Data for processing Start Marker

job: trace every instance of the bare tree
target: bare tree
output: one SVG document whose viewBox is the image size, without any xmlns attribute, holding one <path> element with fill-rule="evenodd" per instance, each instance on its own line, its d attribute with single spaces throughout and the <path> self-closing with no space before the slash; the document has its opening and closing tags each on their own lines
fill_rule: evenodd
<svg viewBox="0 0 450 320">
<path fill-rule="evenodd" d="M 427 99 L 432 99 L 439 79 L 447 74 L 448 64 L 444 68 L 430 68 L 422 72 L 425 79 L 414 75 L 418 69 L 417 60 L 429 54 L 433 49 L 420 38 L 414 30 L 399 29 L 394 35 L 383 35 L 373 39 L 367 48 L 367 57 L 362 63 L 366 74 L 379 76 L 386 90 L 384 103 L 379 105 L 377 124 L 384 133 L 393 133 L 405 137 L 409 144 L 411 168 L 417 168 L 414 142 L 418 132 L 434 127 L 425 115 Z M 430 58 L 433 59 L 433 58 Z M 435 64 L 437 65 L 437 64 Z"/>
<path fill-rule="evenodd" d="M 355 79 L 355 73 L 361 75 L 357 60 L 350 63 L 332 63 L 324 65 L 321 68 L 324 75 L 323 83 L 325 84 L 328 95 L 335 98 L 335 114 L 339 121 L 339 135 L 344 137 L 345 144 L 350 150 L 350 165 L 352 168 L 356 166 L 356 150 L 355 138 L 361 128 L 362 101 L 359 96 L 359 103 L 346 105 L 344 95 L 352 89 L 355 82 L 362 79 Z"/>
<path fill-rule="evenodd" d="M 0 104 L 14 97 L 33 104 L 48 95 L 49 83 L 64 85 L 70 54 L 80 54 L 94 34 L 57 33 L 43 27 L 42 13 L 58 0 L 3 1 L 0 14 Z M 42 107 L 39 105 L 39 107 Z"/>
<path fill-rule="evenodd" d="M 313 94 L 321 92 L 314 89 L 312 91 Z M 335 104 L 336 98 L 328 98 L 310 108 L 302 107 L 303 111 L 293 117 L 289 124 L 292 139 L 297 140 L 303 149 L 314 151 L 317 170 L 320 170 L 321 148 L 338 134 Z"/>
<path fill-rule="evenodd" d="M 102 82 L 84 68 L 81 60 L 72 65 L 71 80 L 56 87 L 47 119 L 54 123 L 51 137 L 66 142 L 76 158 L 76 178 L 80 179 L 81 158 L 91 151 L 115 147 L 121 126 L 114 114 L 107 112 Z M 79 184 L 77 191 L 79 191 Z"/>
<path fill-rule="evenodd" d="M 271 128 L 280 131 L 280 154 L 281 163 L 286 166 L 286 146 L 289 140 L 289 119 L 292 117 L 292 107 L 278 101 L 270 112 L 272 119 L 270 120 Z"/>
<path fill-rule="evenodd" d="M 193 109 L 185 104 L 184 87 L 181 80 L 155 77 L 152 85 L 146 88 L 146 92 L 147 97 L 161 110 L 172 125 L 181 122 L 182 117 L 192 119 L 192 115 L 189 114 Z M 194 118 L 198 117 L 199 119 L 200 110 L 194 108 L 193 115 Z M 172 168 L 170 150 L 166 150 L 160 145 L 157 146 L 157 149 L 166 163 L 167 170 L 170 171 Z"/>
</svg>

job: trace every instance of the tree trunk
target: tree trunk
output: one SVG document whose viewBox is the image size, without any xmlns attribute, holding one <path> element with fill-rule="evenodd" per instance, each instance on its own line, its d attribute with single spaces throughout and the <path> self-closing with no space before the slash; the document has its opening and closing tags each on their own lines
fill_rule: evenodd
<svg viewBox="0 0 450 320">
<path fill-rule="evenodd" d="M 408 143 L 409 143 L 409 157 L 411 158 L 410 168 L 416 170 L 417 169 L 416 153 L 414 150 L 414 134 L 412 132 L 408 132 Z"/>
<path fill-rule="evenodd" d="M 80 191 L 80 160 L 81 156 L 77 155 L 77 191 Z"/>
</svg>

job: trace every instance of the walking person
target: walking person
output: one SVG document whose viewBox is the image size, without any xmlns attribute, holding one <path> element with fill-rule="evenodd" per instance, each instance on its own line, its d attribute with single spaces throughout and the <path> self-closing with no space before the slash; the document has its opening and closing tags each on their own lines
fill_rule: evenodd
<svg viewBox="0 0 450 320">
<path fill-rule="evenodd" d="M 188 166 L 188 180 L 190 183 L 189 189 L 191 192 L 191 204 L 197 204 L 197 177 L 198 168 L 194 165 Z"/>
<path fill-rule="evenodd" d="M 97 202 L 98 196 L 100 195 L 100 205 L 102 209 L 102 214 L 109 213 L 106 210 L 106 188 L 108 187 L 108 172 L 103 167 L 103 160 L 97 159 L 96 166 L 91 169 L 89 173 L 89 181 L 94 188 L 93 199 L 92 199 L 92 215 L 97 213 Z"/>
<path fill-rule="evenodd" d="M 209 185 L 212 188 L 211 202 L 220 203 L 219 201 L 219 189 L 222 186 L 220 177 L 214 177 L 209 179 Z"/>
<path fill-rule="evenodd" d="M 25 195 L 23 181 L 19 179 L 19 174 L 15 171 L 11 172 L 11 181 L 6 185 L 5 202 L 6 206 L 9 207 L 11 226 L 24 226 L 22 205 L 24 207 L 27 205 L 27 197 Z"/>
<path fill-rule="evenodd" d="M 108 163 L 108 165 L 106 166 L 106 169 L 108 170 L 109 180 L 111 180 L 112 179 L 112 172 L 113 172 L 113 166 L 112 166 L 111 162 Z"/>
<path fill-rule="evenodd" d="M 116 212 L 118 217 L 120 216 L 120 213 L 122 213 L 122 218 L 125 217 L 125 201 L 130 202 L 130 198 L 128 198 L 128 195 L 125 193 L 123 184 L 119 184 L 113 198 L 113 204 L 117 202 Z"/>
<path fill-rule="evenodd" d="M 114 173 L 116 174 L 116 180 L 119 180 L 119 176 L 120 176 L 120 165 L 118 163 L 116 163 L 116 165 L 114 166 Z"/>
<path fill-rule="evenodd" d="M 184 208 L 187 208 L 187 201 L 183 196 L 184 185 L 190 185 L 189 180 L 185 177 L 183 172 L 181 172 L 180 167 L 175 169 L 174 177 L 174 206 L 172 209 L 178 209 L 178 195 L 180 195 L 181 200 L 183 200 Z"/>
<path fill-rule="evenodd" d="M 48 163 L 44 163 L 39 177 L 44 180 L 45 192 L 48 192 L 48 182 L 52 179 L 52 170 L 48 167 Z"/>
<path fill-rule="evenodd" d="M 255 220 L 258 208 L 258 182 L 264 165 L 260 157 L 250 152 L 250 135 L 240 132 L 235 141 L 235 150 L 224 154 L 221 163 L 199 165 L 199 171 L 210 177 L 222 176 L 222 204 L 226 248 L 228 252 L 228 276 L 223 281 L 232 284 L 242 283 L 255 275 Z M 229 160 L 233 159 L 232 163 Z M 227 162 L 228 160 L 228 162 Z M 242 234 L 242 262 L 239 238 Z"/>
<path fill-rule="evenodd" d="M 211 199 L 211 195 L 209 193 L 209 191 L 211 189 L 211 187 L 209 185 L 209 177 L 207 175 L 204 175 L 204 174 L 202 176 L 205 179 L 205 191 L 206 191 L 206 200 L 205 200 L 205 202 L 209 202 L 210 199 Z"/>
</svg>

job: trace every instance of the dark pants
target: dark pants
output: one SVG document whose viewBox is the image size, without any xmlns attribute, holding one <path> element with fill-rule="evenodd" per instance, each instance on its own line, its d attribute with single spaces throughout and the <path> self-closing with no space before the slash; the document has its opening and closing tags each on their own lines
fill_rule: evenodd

Data for processing End Marker

The word to find is "walking". Copy every line of the data that holds it.

→ Finished task:
job: trace every instance of the walking person
target: walking person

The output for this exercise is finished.